[Natural-language object grounding data]
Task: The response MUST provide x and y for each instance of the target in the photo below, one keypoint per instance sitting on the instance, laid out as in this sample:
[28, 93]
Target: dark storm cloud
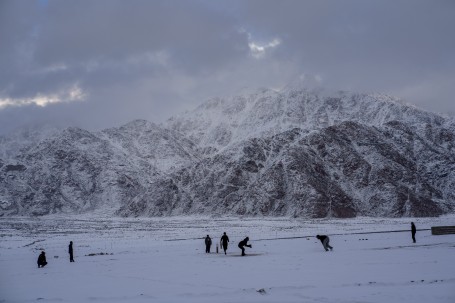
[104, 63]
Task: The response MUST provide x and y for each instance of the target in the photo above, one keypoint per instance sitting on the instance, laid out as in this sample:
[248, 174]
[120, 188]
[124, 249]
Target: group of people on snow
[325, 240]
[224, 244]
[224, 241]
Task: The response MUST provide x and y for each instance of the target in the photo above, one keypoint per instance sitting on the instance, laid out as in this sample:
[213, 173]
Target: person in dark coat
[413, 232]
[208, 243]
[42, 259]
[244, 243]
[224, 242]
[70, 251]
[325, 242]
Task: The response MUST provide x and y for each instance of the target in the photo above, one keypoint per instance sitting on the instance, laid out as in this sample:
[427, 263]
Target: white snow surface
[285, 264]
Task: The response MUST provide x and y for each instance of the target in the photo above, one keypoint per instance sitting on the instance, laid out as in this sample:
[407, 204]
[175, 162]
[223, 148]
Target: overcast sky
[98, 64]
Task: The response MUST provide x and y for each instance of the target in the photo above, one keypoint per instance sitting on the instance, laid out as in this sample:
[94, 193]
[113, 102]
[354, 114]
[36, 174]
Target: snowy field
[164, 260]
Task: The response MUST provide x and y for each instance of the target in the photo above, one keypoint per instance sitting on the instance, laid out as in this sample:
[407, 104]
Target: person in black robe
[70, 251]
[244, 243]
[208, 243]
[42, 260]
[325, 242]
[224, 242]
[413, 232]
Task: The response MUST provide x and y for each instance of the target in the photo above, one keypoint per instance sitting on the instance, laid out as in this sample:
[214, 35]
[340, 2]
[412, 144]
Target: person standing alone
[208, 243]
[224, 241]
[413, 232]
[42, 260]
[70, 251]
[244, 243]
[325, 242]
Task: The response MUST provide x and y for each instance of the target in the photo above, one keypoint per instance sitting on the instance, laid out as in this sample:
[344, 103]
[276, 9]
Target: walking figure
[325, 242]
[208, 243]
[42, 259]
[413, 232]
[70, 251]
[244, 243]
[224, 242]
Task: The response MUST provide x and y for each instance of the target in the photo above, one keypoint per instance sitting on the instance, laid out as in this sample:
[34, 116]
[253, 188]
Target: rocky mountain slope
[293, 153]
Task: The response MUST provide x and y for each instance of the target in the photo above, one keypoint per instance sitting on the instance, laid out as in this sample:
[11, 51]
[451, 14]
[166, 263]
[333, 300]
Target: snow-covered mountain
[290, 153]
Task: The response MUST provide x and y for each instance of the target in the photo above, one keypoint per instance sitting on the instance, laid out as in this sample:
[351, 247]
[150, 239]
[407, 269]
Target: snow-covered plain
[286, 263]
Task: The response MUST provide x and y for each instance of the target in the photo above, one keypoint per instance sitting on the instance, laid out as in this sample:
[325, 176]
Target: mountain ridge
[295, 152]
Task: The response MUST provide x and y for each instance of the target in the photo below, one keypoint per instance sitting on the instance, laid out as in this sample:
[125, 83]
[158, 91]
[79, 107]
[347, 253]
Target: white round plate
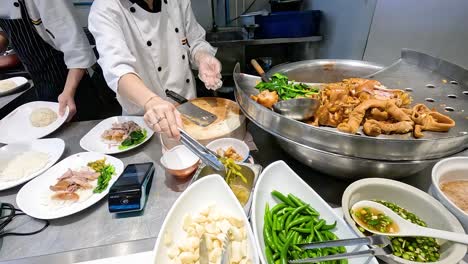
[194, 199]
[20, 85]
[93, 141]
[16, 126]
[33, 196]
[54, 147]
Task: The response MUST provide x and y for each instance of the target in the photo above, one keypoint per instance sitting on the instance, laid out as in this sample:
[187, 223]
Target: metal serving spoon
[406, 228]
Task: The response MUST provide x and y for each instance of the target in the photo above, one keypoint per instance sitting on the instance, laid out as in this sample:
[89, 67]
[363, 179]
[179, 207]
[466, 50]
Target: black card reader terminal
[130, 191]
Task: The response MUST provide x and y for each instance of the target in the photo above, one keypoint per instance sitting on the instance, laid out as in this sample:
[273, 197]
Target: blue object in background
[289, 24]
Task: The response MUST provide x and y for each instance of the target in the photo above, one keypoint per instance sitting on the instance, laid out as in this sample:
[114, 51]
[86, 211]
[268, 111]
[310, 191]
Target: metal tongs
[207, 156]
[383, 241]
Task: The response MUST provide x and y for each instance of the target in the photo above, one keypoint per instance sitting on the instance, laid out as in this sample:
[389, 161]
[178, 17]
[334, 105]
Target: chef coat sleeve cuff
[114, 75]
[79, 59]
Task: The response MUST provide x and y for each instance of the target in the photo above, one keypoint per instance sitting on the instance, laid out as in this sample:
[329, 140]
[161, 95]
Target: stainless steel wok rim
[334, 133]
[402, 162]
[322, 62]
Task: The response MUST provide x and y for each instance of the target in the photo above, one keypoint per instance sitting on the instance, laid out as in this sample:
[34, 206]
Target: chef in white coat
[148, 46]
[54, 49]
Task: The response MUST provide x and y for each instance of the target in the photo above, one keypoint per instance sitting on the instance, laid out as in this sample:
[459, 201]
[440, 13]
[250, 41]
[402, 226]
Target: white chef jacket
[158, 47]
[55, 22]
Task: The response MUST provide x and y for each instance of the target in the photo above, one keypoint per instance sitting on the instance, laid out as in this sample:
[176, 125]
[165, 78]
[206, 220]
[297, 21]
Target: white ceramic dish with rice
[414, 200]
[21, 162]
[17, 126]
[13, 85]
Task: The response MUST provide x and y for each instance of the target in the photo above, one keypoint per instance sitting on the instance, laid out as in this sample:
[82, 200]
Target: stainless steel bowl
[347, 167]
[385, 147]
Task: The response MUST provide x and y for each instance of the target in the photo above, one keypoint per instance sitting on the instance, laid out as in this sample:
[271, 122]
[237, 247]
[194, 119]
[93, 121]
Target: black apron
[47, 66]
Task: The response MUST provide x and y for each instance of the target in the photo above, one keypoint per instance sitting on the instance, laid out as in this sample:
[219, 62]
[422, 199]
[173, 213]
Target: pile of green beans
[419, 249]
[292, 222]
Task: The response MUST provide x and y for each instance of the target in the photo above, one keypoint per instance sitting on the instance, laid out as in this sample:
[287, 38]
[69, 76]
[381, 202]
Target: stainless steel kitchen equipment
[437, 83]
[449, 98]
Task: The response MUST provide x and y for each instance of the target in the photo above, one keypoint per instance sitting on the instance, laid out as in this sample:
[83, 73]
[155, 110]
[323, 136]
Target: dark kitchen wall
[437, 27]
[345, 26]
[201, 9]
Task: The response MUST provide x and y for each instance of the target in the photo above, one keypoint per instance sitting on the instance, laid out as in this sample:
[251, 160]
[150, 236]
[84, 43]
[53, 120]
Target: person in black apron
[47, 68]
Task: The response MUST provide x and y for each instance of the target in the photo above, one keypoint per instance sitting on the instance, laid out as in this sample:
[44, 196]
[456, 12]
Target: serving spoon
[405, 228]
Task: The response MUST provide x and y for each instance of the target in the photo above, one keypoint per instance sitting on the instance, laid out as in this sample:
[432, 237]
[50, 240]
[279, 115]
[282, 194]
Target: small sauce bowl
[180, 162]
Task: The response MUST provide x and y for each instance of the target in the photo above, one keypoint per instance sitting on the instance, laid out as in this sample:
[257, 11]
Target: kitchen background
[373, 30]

TASK PROMPT | Restate every line of the data above word for word, with the images removed.

ANSWER TO THIS TASK |
Task: The response MUST provide x and y for each instance of the target in the photo below, one keypoint per instance sitting on the instance, laid out as in this sample:
[28, 93]
Target: dark storm cloud
[104, 63]
Task: The response MUST provide x and y for each instance of the target in the photo above, one keypoint per instance sitting on the instance, laid out as in this sample:
[248, 174]
[120, 188]
[124, 249]
Target: group of people on snow
[325, 240]
[224, 244]
[224, 241]
Task: The response MUST provide x and y for each instance of the target in the photo above, one keypoint per instance sitting on the instance, laid out as in this sample:
[213, 173]
Target: person in dark coat
[413, 232]
[208, 243]
[42, 259]
[244, 243]
[224, 242]
[70, 251]
[325, 242]
Task: The response MUST provide x and y for each instance of the target in the photo above, one keypoint per instance sitting on the instance, laid out as in this sample:
[427, 263]
Target: white snow surface
[285, 264]
Task: The response MUST provide x and y for each instance of the target in the photo above, one keypoint per instance sitting on the instance, laid out as in this sample:
[407, 204]
[175, 162]
[223, 148]
Target: overcast sky
[98, 64]
Task: The response MUST provide x and y for each instance of the target in the photo above, one keypoint per instance sitting on the instance, laid out as in this sample:
[94, 193]
[113, 102]
[354, 114]
[36, 174]
Target: snowy field
[164, 260]
Task: The response MUST provide x and y for each instance of the target in the photo above, one keypoint per instance sitting on the instance, laid out as in this sample:
[407, 104]
Target: person in black robe
[70, 251]
[244, 243]
[208, 243]
[42, 260]
[325, 242]
[224, 242]
[413, 232]
Task: The response MUST provide x and y for each instance of the target in the photo above, one keypoint per instance sitting on the instance, laid out as in this sample:
[214, 35]
[340, 2]
[412, 144]
Target: person standing alone
[208, 243]
[224, 241]
[413, 232]
[42, 260]
[70, 251]
[244, 243]
[325, 242]
Task: The response MUST provide x and y for each instance of the target in the photo above, one keypoint per instance sitting on the instance, laid out as in this sample:
[344, 103]
[276, 9]
Target: walking figure
[325, 242]
[208, 243]
[42, 259]
[413, 232]
[70, 251]
[244, 243]
[224, 242]
Task: The response MUST provide x and y for each instance of the target in the photo above, one keypoint per instance sitting on the instance, laid out as in this sample:
[34, 116]
[253, 188]
Target: rocky mountain slope
[293, 153]
Task: The response MUST provide x and y for each instance of the target in the photo above, one keypoint per instance sitting on the instance, laid out as in this sample:
[11, 51]
[451, 14]
[166, 263]
[333, 300]
Target: snow-covered mountain
[290, 153]
Task: The response MUST provide x and y for each instance of the target in the photo above, one keypoint per instance sitting on the instance, laid out as in this sample:
[351, 247]
[150, 239]
[407, 269]
Target: snow-covered plain
[286, 263]
Task: The response MUST provide x and y for each instance of the target in the photo above, one keypoint per instance sitting on the instance, laid out as in this sample:
[325, 176]
Target: mountain ridge
[295, 152]
Task: The response MUST provide x and y for each instance of the target in the photo below, one keypoint per instance sitting on the instance, laid out as in this sample:
[125, 83]
[158, 91]
[79, 107]
[347, 253]
Target: white round plate
[194, 199]
[20, 85]
[93, 141]
[16, 126]
[33, 196]
[54, 147]
Task: The response MUST provide x and y for each instance of the target in the photo above, one keypoint per instance sitting on the instance, laid out as in this sample:
[187, 223]
Target: metal serving spoon
[406, 228]
Task: The response MUST provide x and y for each instance of the target in the photo above, one keypoint per instance sitting on the instance, laid out as in this sample:
[89, 67]
[363, 179]
[179, 207]
[466, 50]
Target: black card reader terminal
[130, 191]
Task: The response MUST provide x and y for each instance of the target in the photo above, one keypoint per instance sitting on the instance, laid out as in this sample:
[273, 197]
Target: blue object in background
[289, 24]
Task: The response MUST provide x and y for each instance of the target in the photo above, one keypoint per instance sitting on the instance, laid out as in this sample:
[114, 51]
[86, 211]
[268, 111]
[310, 191]
Target: metal tongs
[207, 156]
[383, 241]
Task: The response MUST provide x and y for each instance of the target in the photo above, one keypoint per instance sitting on the instance, laid out as in this sample:
[389, 161]
[178, 17]
[334, 105]
Target: chef coat sleeve cuff
[114, 75]
[79, 59]
Task: The response MUST provide x and y for each instance of the target in the photo above, one keypoint per instance sitting on the instance, laid out as in this sample:
[329, 140]
[161, 95]
Target: stainless steel wok rim
[334, 133]
[402, 162]
[322, 62]
Task: The response MUST provide x and y for each instance of the target in the photo above, one keypoint per instance sitting on the instance, laid out as in this sample:
[34, 206]
Target: chef in white coat
[148, 46]
[54, 49]
Task: The response MUST provide x and y for each instance of the target in the photo above, one keypoint per instance sitting on the instance, laid out as in this sample:
[459, 201]
[440, 13]
[250, 41]
[402, 226]
Target: white chef jacket
[158, 47]
[55, 22]
Task: The response MUST provide x and y for each instance of the target in the photo above, one keypoint per instance sitting on the instance, laid out as in this sample:
[176, 125]
[165, 78]
[206, 220]
[297, 21]
Target: white ceramic dish with rice
[414, 200]
[21, 162]
[17, 126]
[13, 85]
Task: The response MUST provide x and y for each instance of the target in the photo above, one keypoint per instance sitting on the instance, laid out as in this sample:
[82, 200]
Target: stainless steel bowl
[347, 167]
[385, 147]
Task: The response MUST provide x and y for each instance of the target in the photo above, one keypoint per instance sitting on the instance, laid out as in this sample:
[271, 122]
[237, 247]
[194, 119]
[93, 121]
Target: black apron
[47, 66]
Task: The response MUST provide x and y for each instance of the target in the photo above, one keypoint per instance sitting on the instance, laid out as in this sample:
[219, 62]
[422, 199]
[173, 213]
Target: pile of green beans
[419, 249]
[292, 222]
Task: The response MUST provide x and y for each instance of the target in the photo above, one keypoint per instance sitting on the instance, laid out as in this sample:
[287, 38]
[69, 76]
[381, 202]
Target: stainless steel kitchen equipment
[437, 83]
[449, 98]
Task: The response MUST provide x and y for each instance of the target in the photo above, one keypoint per instance sitting on the instance, laid out as in this sample:
[83, 73]
[155, 110]
[323, 136]
Target: dark kitchen wall
[437, 27]
[345, 26]
[201, 9]
Task: The response MUST provide x and y for each instance of the target in the photo above, one keypoint per instance sitting on the instance, laid out as in this sample:
[251, 160]
[150, 236]
[84, 43]
[53, 120]
Target: person in black apron
[47, 68]
Task: The response MUST provide x and y for each instance of the target in the photo above, one keypoint per instance sitting on the instance, laid out as in this sample:
[44, 196]
[456, 12]
Target: serving spoon
[405, 228]
Task: The response MUST provide x and y for each instance of the target in the photo above, one keypoint per instance sitting on the instance, laid out as in this sample:
[432, 237]
[50, 240]
[279, 115]
[282, 194]
Target: small sauce bowl
[180, 162]
Task: The response MUST provide x and y for each instance of the target in the photo above, one keypoint per instance sitting on the instance, laid out as in this sample:
[257, 11]
Target: kitchen background
[373, 30]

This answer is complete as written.